* DO THIS *
Identify each line in the records below that contains the string "door" and copy those lines out.

━━━━━ AVAILABLE DATA

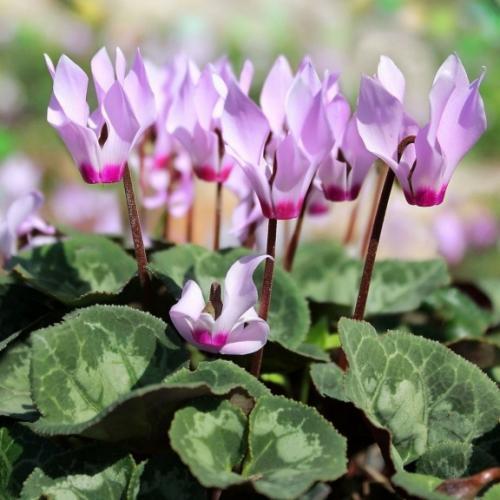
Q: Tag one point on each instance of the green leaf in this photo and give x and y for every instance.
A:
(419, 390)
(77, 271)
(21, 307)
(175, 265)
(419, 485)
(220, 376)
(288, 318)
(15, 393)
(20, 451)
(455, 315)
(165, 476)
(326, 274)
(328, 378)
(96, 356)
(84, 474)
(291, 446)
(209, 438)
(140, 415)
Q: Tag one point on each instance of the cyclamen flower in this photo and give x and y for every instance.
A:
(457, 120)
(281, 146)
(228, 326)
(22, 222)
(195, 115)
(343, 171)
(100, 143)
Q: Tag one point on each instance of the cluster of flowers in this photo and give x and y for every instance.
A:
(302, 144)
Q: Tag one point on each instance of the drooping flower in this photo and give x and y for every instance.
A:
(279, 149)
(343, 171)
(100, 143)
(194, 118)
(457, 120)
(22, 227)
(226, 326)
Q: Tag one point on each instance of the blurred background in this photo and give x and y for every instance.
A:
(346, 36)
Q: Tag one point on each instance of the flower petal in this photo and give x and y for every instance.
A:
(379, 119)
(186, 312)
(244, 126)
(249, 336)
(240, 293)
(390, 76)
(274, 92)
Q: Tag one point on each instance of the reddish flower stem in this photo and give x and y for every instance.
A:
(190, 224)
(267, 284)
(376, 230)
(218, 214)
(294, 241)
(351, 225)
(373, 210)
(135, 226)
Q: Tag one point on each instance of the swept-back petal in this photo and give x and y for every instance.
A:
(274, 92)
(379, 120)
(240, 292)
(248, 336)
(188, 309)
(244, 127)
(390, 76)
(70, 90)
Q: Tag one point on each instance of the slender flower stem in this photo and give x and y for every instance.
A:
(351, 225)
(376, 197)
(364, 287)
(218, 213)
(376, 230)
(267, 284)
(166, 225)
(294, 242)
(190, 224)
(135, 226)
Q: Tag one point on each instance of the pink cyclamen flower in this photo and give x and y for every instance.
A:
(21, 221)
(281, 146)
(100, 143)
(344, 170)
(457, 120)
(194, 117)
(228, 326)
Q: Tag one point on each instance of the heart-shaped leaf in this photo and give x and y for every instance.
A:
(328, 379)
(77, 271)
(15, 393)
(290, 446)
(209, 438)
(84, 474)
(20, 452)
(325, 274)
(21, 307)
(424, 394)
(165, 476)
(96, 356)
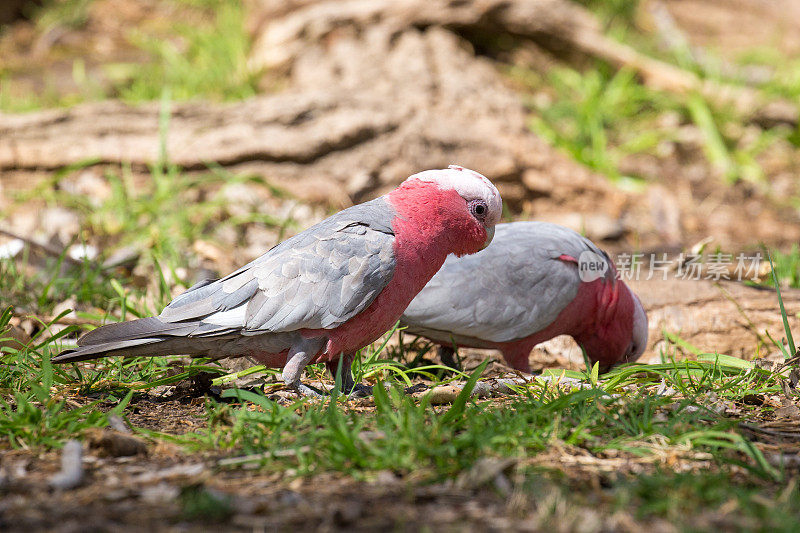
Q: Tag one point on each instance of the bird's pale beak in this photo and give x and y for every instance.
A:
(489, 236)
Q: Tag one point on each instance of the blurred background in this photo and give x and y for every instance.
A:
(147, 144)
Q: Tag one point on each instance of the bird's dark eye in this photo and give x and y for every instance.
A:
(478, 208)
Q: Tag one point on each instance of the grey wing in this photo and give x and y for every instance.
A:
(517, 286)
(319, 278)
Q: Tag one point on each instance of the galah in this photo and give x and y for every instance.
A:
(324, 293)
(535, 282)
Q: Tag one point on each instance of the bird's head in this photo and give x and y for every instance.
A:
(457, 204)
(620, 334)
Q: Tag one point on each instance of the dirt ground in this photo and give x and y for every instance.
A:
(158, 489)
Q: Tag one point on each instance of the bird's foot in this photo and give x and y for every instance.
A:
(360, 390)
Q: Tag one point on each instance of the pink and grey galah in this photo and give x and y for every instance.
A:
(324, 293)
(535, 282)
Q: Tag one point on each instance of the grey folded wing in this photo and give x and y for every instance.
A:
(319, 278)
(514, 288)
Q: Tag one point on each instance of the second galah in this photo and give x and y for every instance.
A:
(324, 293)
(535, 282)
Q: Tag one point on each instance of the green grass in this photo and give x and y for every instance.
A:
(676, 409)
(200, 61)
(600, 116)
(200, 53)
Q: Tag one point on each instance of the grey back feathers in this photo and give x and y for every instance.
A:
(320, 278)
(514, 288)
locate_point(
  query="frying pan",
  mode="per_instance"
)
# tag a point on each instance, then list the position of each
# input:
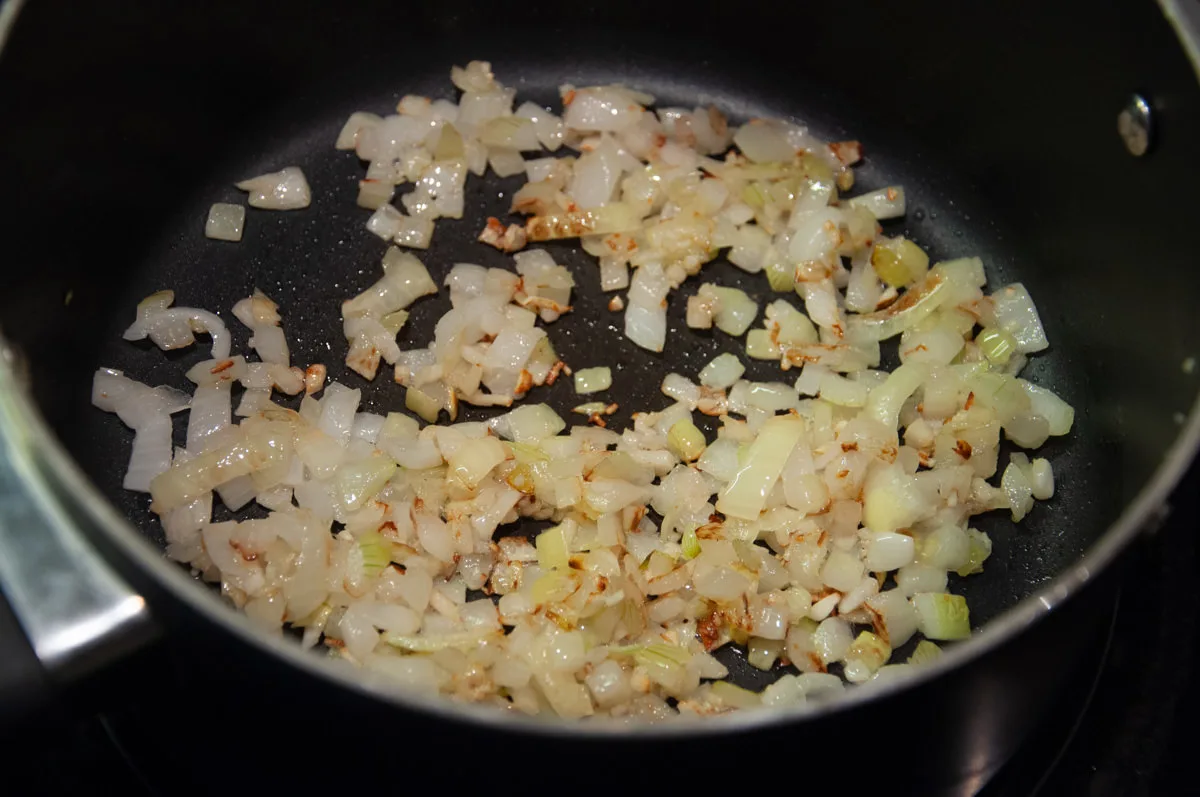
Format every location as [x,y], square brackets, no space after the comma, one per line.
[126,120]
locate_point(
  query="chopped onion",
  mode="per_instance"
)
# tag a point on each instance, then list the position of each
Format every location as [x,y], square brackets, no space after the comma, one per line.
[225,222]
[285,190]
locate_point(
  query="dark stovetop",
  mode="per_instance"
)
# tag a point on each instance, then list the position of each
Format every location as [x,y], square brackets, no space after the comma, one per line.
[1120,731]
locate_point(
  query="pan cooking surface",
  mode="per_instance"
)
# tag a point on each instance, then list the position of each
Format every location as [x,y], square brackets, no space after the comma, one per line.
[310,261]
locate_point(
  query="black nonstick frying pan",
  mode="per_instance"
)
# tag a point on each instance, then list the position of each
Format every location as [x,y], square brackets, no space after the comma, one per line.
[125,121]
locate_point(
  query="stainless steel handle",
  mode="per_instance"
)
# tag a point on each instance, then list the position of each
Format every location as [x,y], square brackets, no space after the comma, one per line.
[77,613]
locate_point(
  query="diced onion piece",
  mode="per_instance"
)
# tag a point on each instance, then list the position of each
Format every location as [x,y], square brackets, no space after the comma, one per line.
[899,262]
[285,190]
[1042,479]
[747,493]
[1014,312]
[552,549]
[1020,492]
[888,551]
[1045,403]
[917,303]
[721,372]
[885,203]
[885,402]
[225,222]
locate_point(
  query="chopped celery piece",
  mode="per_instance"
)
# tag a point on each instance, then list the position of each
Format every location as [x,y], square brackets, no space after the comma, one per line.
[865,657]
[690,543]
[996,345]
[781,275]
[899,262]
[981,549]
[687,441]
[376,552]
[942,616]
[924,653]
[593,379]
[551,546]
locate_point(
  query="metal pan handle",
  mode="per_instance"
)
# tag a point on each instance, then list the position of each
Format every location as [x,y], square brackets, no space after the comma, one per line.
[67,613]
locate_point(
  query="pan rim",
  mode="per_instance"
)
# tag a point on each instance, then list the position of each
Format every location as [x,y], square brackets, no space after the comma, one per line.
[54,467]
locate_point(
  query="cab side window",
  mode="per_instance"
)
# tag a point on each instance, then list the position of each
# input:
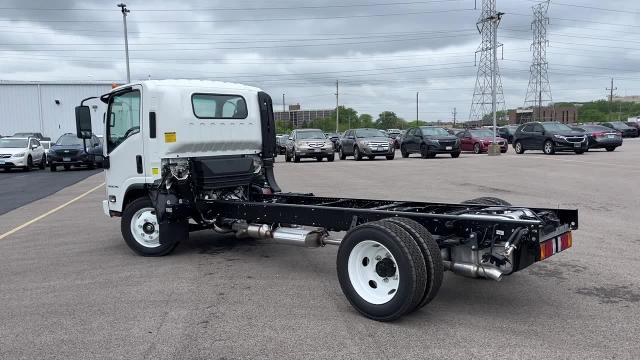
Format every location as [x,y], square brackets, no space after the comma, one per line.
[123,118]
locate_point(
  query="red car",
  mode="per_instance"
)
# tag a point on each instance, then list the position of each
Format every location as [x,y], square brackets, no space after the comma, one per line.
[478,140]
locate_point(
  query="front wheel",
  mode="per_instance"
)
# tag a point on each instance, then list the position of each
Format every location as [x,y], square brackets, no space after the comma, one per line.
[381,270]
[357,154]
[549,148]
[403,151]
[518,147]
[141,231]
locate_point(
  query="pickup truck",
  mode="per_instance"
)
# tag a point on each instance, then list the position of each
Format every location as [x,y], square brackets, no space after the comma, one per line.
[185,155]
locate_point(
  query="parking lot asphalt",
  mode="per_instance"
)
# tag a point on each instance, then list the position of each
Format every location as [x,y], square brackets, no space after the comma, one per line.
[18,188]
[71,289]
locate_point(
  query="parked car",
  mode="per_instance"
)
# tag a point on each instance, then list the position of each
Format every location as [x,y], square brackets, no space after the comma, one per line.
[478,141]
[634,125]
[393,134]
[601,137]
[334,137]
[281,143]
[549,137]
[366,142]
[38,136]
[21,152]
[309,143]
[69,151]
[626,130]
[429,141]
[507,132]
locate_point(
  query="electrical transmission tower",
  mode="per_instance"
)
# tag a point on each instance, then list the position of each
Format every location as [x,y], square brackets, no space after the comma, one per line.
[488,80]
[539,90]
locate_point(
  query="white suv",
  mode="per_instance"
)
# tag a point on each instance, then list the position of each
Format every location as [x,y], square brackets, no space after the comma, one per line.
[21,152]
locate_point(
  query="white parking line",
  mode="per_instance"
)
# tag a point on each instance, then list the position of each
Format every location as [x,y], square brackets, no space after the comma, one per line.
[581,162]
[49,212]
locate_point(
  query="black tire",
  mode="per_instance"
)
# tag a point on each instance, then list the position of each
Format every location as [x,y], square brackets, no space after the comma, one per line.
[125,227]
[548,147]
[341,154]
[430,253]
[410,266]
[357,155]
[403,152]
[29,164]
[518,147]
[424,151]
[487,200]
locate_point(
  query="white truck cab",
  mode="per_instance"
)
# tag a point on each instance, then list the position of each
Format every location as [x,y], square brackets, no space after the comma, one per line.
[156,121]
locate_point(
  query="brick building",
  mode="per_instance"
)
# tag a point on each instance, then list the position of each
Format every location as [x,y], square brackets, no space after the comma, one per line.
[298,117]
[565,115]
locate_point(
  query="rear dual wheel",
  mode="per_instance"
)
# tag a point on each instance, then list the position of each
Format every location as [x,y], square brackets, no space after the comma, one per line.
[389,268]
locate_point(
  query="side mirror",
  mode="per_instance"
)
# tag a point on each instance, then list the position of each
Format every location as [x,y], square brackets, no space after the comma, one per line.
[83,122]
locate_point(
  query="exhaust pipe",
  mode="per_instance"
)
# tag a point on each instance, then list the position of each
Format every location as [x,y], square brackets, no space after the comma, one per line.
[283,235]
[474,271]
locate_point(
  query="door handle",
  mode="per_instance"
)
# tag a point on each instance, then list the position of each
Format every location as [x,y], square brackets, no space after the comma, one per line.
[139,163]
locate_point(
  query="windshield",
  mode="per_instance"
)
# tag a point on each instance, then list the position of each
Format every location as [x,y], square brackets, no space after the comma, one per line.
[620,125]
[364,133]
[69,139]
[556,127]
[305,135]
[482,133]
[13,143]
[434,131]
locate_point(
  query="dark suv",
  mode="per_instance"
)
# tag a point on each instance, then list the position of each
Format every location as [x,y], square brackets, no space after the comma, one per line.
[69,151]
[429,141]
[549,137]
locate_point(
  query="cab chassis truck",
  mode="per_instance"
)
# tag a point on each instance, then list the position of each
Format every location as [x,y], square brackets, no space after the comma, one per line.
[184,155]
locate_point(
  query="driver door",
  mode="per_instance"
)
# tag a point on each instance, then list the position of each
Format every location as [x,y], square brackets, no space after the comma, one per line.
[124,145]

━━━━━━━━━━

* THE SOLUTION *
  query="door handle",
  query="driver door",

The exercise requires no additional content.